— START TASK INPUTS —

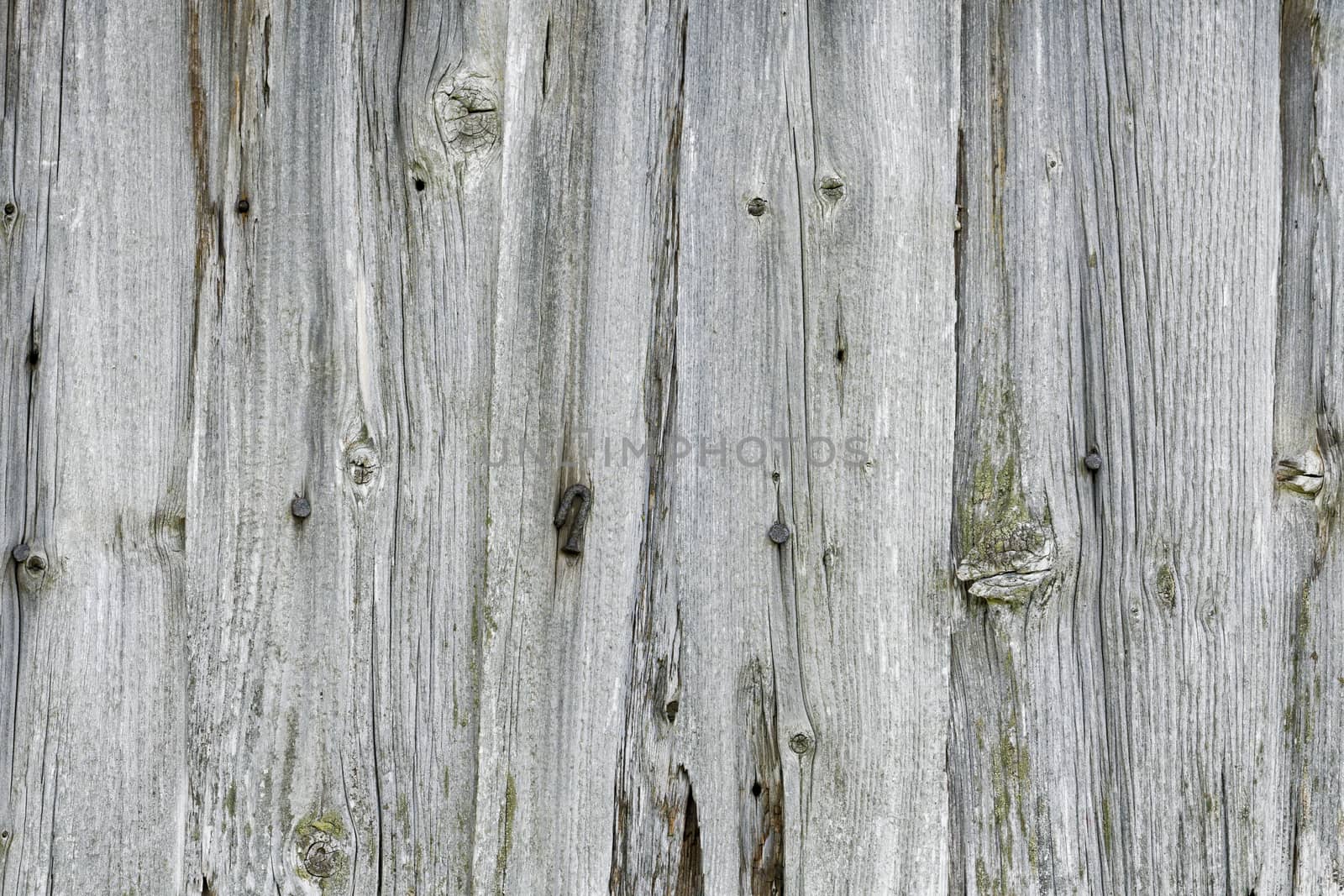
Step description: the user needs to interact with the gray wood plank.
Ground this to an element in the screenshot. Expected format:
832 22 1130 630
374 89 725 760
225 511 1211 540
952 3 1301 893
188 4 504 893
1274 3 1344 893
0 3 192 893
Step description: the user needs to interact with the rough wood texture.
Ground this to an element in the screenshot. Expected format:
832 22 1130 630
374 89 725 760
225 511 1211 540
0 0 1344 896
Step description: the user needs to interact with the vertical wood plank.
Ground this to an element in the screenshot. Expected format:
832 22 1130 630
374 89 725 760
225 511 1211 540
953 3 1295 892
0 3 192 893
190 3 504 893
1274 3 1344 893
770 0 961 893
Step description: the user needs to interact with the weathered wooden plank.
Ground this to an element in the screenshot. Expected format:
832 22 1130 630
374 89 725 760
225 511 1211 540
0 3 192 893
190 4 502 893
8 0 1344 896
473 0 684 894
1274 3 1344 893
785 0 961 893
953 3 1295 892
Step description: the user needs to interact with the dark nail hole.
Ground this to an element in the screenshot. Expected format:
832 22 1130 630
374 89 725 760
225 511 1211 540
822 177 844 199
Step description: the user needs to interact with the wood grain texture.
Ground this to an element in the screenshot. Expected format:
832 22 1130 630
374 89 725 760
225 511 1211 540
0 0 1344 896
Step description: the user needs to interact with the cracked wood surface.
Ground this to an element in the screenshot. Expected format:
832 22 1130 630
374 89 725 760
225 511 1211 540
0 0 1344 896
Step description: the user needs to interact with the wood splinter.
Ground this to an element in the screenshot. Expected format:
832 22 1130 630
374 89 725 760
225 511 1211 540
555 482 593 553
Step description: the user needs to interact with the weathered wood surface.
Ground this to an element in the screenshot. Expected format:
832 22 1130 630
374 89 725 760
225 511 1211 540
0 0 1344 896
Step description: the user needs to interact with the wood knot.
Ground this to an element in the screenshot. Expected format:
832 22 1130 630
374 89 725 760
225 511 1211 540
13 544 47 575
1274 448 1326 497
434 72 500 160
957 457 1055 605
294 811 347 880
304 842 336 878
345 443 379 485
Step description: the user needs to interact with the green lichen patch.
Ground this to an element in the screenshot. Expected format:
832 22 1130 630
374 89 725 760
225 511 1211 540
1158 563 1176 610
495 773 517 896
957 448 1055 603
294 811 349 893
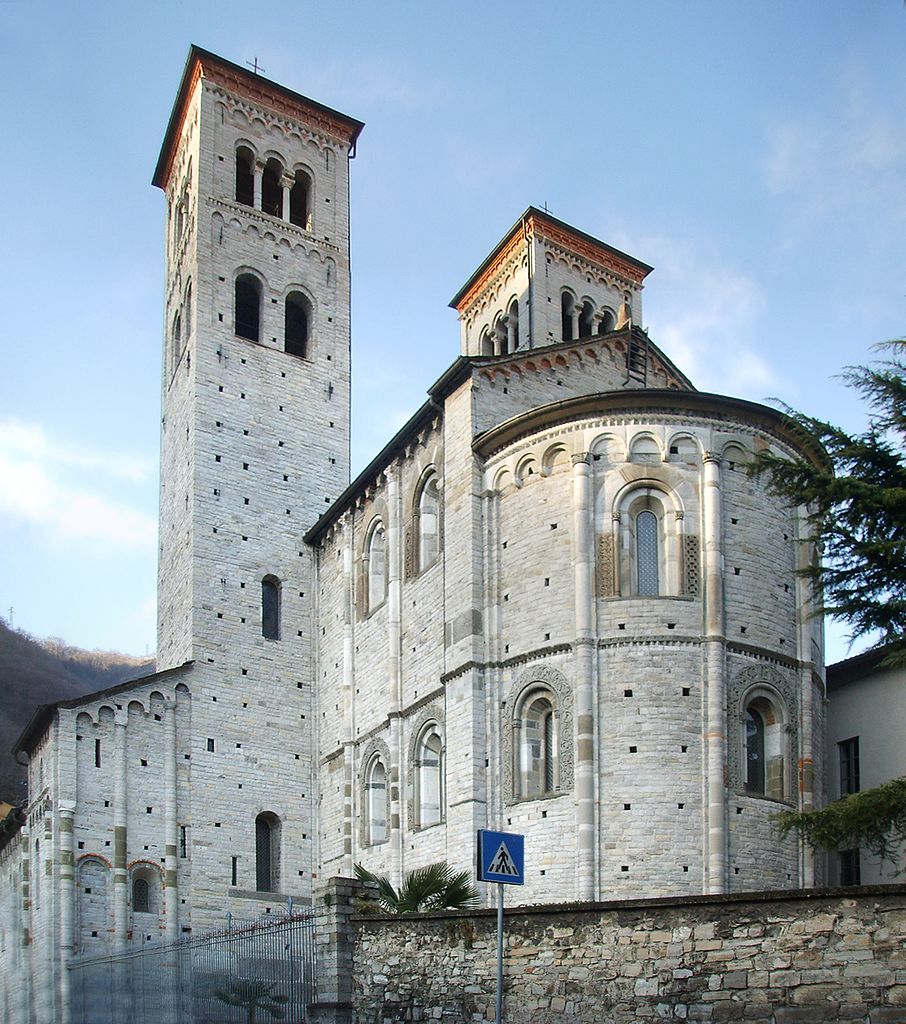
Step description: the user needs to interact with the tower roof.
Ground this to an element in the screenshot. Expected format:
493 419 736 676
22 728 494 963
152 45 364 188
449 206 654 311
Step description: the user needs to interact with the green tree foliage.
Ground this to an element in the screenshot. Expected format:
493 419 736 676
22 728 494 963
777 778 906 864
754 339 906 666
753 339 906 863
355 861 478 913
214 978 289 1024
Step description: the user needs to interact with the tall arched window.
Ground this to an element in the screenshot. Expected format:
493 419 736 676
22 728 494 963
255 811 279 893
415 723 443 828
418 471 440 572
261 575 281 640
365 519 387 611
560 292 575 341
132 878 150 913
261 157 284 217
235 273 261 341
364 754 387 846
514 689 559 798
235 145 255 206
636 509 660 597
290 171 311 230
284 292 308 356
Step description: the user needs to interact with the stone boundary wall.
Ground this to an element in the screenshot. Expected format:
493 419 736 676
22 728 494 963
319 880 906 1024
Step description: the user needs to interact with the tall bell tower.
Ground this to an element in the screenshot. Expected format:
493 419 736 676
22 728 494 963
154 47 362 927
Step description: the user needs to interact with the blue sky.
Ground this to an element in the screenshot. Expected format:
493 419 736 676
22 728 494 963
0 0 906 659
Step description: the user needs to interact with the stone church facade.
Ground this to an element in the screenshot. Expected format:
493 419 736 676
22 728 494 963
0 48 824 1024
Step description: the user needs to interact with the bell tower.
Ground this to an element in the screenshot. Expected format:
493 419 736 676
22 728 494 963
154 47 362 925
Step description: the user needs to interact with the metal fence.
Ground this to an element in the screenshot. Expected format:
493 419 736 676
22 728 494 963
70 911 314 1024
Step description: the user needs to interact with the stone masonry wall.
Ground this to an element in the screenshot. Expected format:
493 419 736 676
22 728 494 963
351 886 906 1024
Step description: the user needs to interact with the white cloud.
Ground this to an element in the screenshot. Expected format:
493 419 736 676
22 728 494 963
628 237 782 401
0 420 157 548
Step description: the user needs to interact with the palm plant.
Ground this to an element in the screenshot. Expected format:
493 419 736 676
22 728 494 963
355 861 478 913
214 978 289 1024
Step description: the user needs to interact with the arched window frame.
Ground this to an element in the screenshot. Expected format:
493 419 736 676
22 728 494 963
364 751 390 846
413 466 440 574
612 481 684 598
255 811 281 893
738 683 791 802
412 720 446 828
513 683 561 800
261 574 283 640
233 271 264 341
361 516 387 614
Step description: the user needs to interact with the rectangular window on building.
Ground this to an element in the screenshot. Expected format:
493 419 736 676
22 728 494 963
836 736 859 797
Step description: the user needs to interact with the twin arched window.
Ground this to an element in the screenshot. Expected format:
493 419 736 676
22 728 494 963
255 811 279 893
235 145 311 231
513 687 560 799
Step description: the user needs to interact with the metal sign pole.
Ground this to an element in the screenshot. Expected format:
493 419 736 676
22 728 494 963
497 883 504 1024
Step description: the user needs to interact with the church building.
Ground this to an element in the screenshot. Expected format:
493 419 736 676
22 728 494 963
0 47 825 1024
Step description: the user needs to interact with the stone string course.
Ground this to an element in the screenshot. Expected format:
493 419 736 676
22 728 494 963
347 886 906 1024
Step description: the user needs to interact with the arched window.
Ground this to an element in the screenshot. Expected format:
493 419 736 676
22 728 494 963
598 307 616 334
255 811 279 893
284 292 308 356
741 687 787 800
235 145 255 206
636 509 660 597
261 157 284 217
365 519 387 611
290 171 311 231
560 292 575 341
418 470 440 572
364 754 387 846
235 273 261 341
514 689 559 798
261 575 281 640
415 723 443 828
132 877 150 913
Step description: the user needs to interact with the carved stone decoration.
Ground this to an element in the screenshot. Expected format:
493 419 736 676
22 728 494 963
596 532 616 597
405 705 446 828
501 665 575 804
727 665 800 803
356 736 391 849
683 534 701 597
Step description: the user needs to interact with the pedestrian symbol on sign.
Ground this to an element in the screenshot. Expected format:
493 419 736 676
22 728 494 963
488 843 519 877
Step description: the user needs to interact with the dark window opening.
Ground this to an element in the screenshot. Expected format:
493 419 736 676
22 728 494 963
290 171 311 230
261 159 284 217
285 292 308 356
235 273 261 341
836 736 859 794
132 879 150 913
235 146 255 206
261 577 279 640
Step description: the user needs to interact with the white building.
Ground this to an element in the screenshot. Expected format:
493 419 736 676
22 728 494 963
0 48 824 1024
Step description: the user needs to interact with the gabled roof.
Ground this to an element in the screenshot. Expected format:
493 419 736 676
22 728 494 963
449 206 654 310
12 662 195 757
152 45 364 188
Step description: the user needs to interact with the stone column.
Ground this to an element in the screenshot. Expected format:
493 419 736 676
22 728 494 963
164 698 179 942
281 174 296 220
572 452 597 900
702 452 727 893
252 160 264 210
114 711 129 949
59 800 76 1024
387 464 403 886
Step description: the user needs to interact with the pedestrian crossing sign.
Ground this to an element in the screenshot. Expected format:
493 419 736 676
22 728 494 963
478 828 525 886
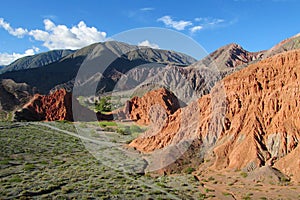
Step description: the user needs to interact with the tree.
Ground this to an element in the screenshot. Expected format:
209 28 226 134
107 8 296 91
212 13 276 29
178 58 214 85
95 97 111 113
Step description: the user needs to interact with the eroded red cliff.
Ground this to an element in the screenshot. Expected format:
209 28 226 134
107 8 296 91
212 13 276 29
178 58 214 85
130 50 300 179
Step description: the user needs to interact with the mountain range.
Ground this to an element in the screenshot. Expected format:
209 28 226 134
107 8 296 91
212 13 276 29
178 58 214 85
0 34 300 186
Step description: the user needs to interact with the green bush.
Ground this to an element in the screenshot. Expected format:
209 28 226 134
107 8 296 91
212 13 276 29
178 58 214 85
95 97 112 113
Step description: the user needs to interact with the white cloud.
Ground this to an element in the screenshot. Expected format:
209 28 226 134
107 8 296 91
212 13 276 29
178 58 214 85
138 40 159 49
0 47 40 65
0 18 28 38
194 17 225 26
190 26 203 33
140 7 154 11
0 18 106 50
157 15 193 31
29 19 106 50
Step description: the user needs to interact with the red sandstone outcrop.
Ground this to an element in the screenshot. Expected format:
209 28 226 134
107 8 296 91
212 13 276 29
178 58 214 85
130 50 300 181
125 88 180 125
15 89 96 121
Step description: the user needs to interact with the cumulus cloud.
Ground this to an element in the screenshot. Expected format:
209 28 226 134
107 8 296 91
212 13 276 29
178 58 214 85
140 7 154 11
190 26 203 33
0 47 40 65
157 15 193 31
138 40 159 49
194 17 225 26
28 19 106 50
0 18 106 50
0 18 28 38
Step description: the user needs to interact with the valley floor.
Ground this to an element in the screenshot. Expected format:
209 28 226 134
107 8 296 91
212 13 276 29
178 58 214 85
0 122 300 199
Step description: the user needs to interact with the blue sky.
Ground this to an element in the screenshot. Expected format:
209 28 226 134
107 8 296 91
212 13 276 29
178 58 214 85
0 0 300 65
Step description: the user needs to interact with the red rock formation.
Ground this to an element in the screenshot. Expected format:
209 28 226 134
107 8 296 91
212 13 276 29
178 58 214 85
125 88 180 125
130 50 300 181
15 89 96 121
16 90 73 121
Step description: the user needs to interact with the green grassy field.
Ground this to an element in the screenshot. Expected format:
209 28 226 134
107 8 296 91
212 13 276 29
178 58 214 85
0 122 203 199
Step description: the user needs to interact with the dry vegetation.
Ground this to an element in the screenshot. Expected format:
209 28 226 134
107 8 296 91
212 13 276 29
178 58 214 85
0 122 300 199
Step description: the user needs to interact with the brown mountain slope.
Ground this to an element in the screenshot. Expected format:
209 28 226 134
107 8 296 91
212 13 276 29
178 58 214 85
0 79 35 111
130 50 300 181
125 88 180 125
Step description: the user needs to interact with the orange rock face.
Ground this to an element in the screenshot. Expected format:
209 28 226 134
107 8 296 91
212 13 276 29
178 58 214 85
125 88 180 125
16 90 73 121
130 50 300 180
15 89 98 121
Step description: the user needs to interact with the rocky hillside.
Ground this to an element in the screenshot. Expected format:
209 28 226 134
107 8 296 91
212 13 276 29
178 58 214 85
0 79 36 112
125 88 180 126
130 50 300 180
0 49 74 73
15 90 96 121
0 41 196 94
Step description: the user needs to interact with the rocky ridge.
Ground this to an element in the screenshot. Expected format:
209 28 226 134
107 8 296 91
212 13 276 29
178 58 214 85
130 50 300 180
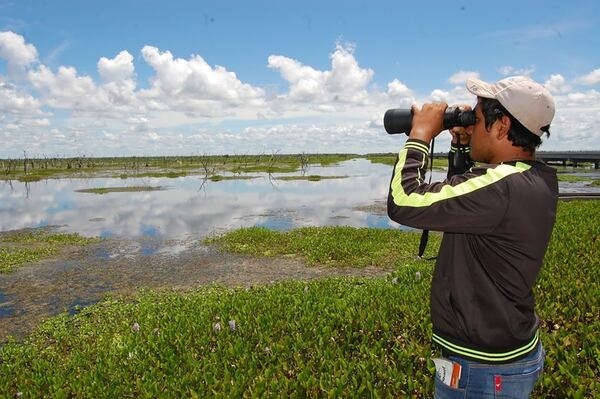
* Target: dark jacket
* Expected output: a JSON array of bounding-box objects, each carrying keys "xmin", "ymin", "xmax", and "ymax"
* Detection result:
[{"xmin": 388, "ymin": 139, "xmax": 558, "ymax": 363}]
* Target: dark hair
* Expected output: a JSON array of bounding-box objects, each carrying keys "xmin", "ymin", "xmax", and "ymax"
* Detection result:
[{"xmin": 480, "ymin": 97, "xmax": 550, "ymax": 152}]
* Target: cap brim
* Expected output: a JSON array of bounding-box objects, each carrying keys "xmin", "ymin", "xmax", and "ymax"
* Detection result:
[{"xmin": 466, "ymin": 78, "xmax": 496, "ymax": 98}]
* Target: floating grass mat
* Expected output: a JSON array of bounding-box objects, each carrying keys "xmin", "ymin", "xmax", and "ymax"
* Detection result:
[
  {"xmin": 0, "ymin": 201, "xmax": 600, "ymax": 398},
  {"xmin": 0, "ymin": 229, "xmax": 99, "ymax": 273},
  {"xmin": 209, "ymin": 175, "xmax": 260, "ymax": 182},
  {"xmin": 277, "ymin": 175, "xmax": 348, "ymax": 181},
  {"xmin": 75, "ymin": 186, "xmax": 167, "ymax": 194}
]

— END TASK INPUTS —

▶ [EXERCISE OBJECTIVE]: Edit the rows from the line containing "tall arched window." through the line containing "154 47 362 925", changing every "Expected format" to "Output format" and leaving all else as is. Return only those lines.

▶ [RESULT BELOW]:
Step description: the user needs to interact with the tall arched window.
Ground this to an element in the screenshot. Output format:
493 419 736 676
22 728 494 963
255 811 279 893
415 723 443 828
418 471 440 572
261 575 281 640
365 519 387 611
560 292 575 341
132 878 150 913
261 157 284 217
235 273 261 341
364 754 387 846
514 689 559 798
235 145 255 206
636 509 660 597
290 171 311 230
284 292 308 356
Step description: the user needs to interact with the stone boundary wall.
Ground this to an element in the screenshot. Output format:
493 419 736 676
22 728 494 963
319 880 906 1024
Step description: the user needs to interact with the tall bell tower.
Ground this to an element in the screenshot. Output format:
493 419 736 676
22 728 494 963
154 47 362 927
Step description: the user needs to interact with the blue sky.
Ground this to an element in the screenshot. Output format:
493 419 736 676
22 728 494 963
0 0 906 659
Step description: the user needs to interact with the stone church facade.
Ground this to an element in the screenshot. Output format:
493 419 736 676
22 728 494 963
0 48 824 1024
Step description: the user needs to interact with the bell tower.
Ground this to an element in the screenshot. Output format:
493 419 736 676
22 728 494 963
154 47 362 925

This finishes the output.